GIVEN ENTRIES:
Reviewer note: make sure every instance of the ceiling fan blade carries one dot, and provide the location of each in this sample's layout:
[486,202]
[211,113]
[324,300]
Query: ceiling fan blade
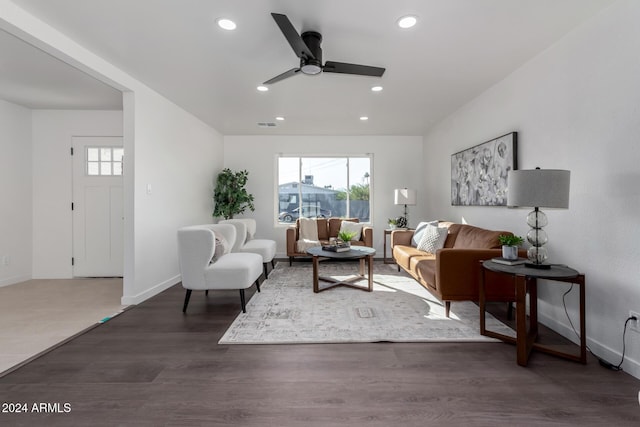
[345,68]
[297,44]
[291,72]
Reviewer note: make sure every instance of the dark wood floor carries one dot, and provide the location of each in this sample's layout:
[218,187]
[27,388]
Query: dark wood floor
[152,366]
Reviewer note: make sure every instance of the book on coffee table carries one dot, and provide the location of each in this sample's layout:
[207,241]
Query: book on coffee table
[505,261]
[336,248]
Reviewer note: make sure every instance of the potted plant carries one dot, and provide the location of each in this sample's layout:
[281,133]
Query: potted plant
[346,236]
[510,245]
[393,223]
[230,196]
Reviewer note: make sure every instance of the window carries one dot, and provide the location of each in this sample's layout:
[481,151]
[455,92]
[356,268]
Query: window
[104,161]
[320,187]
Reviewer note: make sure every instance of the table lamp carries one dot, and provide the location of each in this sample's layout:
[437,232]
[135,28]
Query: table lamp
[406,197]
[538,188]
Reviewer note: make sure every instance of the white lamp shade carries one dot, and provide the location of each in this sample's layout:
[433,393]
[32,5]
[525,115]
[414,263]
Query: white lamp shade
[541,188]
[405,196]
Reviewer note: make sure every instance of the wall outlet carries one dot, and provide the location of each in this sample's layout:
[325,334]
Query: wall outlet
[634,325]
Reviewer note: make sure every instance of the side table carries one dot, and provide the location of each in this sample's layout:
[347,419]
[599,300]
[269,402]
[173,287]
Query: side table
[525,281]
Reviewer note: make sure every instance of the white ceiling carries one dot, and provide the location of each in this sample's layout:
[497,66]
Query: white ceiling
[458,49]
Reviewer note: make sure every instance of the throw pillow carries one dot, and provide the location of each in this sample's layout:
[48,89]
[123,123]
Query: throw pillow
[352,227]
[433,239]
[417,235]
[221,247]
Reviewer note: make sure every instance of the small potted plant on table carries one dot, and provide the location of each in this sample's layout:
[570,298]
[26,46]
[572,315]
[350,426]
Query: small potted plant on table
[510,245]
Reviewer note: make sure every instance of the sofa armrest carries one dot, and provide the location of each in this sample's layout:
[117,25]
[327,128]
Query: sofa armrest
[292,238]
[401,237]
[367,236]
[458,269]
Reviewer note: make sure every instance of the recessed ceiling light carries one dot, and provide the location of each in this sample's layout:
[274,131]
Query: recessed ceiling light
[226,24]
[407,21]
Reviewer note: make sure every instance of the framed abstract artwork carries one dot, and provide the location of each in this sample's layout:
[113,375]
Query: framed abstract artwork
[479,173]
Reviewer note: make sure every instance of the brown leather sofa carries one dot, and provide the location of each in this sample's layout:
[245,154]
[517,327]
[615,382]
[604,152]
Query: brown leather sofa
[453,272]
[327,228]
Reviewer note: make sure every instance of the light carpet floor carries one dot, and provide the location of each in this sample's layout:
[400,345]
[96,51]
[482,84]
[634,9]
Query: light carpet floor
[398,310]
[39,314]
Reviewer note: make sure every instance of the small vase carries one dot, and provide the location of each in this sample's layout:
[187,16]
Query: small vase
[509,252]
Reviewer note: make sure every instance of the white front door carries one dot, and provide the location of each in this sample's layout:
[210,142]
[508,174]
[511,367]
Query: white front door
[98,215]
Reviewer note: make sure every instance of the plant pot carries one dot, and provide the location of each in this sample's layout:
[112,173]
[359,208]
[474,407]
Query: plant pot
[509,252]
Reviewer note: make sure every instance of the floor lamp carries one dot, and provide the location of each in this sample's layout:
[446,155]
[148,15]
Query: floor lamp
[406,197]
[538,188]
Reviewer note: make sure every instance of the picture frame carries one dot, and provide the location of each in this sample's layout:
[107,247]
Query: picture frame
[479,173]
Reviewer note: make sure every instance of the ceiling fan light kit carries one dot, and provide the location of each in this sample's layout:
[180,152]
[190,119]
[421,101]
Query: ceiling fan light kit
[307,48]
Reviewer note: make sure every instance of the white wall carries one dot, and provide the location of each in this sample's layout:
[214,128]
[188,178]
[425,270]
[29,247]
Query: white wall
[179,156]
[392,168]
[52,182]
[168,148]
[576,107]
[15,193]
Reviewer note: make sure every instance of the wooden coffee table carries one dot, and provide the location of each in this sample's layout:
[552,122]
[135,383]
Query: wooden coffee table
[361,253]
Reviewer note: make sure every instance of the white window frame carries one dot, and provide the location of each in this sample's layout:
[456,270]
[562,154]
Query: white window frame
[277,222]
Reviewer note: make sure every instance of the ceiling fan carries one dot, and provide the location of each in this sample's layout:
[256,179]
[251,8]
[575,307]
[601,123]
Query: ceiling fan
[307,48]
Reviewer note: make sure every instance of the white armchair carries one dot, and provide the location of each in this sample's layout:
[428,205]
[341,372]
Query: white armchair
[245,243]
[196,248]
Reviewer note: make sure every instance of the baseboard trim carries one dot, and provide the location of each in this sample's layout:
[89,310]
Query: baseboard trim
[629,365]
[143,296]
[13,280]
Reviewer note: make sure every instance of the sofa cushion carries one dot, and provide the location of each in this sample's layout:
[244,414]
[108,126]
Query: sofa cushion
[403,254]
[432,239]
[424,267]
[471,237]
[352,227]
[417,234]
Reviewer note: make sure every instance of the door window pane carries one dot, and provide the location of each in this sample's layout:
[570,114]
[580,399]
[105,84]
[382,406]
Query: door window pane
[104,161]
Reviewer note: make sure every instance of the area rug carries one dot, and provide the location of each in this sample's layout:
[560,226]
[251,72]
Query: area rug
[398,310]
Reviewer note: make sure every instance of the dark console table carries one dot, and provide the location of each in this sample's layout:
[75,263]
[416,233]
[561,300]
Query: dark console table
[525,281]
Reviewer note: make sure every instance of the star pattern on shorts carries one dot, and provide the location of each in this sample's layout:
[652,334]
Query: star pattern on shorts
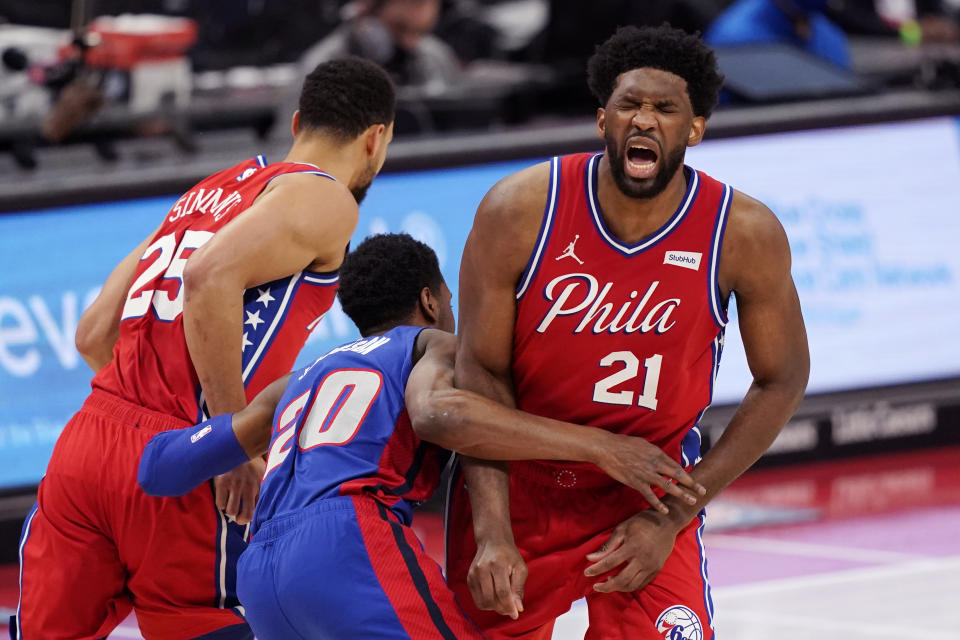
[253,319]
[265,296]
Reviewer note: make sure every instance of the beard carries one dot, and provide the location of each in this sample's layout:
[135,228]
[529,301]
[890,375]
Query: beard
[359,190]
[650,187]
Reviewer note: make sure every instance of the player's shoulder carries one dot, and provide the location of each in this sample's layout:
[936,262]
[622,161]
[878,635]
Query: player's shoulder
[751,221]
[519,195]
[755,244]
[509,216]
[308,192]
[440,345]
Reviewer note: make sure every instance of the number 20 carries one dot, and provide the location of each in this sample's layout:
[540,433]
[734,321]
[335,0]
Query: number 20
[342,402]
[648,399]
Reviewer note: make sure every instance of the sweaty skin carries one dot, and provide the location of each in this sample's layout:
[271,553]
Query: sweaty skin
[241,255]
[754,265]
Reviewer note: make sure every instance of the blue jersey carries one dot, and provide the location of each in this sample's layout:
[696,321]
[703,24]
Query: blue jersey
[341,428]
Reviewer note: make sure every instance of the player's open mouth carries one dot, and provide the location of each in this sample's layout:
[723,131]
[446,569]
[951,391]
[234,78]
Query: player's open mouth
[641,160]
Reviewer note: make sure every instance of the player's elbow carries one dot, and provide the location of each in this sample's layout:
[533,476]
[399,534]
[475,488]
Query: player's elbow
[95,338]
[436,416]
[204,276]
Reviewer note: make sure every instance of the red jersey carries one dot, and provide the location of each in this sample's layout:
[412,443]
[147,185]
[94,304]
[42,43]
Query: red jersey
[622,337]
[151,365]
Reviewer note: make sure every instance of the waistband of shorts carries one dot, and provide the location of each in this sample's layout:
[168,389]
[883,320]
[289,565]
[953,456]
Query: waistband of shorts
[110,406]
[558,475]
[361,505]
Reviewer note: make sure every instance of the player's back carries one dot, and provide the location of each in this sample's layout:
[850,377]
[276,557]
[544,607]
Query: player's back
[341,428]
[619,336]
[151,364]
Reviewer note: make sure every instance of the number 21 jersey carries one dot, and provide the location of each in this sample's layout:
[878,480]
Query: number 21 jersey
[151,364]
[624,337]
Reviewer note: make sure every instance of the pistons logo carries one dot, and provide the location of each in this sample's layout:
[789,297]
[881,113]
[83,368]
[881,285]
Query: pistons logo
[679,623]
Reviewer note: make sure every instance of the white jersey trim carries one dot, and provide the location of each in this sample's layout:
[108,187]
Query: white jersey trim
[715,248]
[548,214]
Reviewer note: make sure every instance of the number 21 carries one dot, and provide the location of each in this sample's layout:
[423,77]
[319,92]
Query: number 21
[648,399]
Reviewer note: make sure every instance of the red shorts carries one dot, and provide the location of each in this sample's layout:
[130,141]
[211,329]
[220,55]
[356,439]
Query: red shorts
[555,526]
[96,546]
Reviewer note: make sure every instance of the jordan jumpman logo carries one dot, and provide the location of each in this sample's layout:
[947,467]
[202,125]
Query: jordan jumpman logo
[568,252]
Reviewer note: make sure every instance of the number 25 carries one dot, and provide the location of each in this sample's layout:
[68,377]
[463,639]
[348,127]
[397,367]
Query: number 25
[171,263]
[648,399]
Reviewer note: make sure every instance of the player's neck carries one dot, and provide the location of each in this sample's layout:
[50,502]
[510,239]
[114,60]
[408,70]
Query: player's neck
[329,156]
[633,219]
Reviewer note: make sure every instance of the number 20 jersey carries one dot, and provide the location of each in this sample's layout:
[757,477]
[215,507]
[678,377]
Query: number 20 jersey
[622,337]
[151,365]
[342,429]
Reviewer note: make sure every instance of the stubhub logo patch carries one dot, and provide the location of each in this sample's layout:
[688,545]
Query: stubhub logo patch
[686,259]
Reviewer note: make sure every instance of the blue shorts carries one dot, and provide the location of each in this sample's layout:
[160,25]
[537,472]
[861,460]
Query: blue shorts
[345,568]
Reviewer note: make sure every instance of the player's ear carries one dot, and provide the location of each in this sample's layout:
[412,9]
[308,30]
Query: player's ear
[372,138]
[429,306]
[295,123]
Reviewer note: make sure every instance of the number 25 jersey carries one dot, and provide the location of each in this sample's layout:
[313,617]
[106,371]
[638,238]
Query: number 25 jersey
[624,337]
[151,364]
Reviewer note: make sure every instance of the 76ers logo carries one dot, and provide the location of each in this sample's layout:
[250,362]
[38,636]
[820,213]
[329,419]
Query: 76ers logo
[679,623]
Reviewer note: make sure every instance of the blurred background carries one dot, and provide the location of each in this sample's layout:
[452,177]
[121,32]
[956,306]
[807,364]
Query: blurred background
[840,115]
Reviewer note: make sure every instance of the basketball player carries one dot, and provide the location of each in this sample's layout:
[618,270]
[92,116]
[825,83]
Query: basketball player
[629,342]
[333,554]
[208,310]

GOAL OF THE EXERCISE: In the records above, find the line with "Query: red shorts"; write out exactly that line and each one after it, stopping after the line with "Reviewer note: make sure every instance of the number 25 carries".

RESULT FOR THIS EXERCISE:
Query: red shorts
[555,526]
[96,546]
Reviewer note: make sure every instance of the jordan jumpman logo carries one dot, and provide the location of each in this sample's layout:
[947,467]
[202,125]
Query: jordan jumpman logo
[568,252]
Reviewer note: make sure every instance of the number 25 carries one dot, and provide the location of each in this sample's layout:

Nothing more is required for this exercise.